● **Work to be completed**:
Which of the lines below include the word "cloud"? Pull each one out.

Referring expression pointing data:
########

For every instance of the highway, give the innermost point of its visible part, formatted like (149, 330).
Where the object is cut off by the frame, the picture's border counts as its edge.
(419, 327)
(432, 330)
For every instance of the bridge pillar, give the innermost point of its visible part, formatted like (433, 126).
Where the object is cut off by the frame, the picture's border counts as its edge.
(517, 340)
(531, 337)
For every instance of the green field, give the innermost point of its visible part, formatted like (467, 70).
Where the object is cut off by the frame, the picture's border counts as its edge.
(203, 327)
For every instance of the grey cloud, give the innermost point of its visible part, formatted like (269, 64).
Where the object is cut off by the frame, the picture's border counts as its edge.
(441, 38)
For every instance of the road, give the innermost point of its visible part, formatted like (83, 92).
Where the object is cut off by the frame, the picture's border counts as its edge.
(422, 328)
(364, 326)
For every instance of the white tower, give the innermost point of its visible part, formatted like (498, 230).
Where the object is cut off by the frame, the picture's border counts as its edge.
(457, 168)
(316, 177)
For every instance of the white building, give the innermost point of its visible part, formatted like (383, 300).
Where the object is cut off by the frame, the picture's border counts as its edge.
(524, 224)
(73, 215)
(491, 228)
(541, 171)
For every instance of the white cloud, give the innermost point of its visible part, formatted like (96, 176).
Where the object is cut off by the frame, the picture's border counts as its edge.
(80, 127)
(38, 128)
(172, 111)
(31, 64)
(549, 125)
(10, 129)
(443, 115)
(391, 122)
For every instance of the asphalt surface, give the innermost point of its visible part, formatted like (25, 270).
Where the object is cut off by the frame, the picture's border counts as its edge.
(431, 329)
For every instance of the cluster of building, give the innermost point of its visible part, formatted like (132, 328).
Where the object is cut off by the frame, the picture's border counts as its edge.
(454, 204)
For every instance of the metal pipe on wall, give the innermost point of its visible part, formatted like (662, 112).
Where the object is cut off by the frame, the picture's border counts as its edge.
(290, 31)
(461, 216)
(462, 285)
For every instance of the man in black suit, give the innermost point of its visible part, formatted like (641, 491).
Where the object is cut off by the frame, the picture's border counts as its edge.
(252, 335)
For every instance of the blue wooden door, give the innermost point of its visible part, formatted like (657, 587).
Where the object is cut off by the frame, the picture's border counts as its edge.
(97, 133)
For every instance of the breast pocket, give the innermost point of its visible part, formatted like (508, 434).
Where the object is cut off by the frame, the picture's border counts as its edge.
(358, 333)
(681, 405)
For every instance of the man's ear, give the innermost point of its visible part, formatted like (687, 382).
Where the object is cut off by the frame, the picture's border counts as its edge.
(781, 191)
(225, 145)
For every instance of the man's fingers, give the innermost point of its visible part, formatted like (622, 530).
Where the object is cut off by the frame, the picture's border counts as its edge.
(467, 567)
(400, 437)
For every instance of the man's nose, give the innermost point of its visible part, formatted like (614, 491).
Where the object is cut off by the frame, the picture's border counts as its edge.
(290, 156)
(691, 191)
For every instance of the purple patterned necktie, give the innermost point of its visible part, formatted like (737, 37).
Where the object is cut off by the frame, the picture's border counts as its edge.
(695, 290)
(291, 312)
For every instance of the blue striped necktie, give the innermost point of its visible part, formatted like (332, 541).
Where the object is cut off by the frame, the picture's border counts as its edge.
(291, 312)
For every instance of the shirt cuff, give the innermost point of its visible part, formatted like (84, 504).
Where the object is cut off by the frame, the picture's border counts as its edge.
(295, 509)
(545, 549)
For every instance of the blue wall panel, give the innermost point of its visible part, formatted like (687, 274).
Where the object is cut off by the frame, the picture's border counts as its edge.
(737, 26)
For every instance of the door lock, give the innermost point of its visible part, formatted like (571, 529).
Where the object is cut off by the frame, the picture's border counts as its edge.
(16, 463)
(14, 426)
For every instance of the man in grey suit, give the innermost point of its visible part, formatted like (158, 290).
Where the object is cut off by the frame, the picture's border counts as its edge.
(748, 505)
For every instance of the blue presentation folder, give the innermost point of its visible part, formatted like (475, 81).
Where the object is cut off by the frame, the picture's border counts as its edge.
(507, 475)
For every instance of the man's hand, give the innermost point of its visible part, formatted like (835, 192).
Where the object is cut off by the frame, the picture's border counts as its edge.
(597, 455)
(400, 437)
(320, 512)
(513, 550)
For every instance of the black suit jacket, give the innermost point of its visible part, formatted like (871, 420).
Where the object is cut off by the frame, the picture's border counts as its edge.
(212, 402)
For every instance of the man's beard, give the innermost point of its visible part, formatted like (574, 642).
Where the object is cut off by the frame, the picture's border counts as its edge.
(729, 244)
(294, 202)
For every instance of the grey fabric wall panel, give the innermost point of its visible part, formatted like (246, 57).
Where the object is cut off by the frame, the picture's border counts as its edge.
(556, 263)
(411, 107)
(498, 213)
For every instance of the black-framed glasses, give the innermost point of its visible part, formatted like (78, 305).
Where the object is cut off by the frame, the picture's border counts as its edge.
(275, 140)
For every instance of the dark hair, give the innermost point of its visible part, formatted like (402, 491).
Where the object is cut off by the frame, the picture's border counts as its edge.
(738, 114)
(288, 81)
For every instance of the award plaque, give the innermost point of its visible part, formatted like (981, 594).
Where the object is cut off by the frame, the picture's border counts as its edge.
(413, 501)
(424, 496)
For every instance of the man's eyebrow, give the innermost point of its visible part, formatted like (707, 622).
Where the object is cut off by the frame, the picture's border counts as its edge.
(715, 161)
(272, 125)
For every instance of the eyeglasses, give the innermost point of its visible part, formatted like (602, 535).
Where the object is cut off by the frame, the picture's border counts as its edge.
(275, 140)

########

● **Solution for this exercise**:
For every instance of the grey cloud, give the innermost point of its visible part, formatted like (269, 64).
For every instance of the white cloud, give the innermost point of its visible part, formatted like (96, 176).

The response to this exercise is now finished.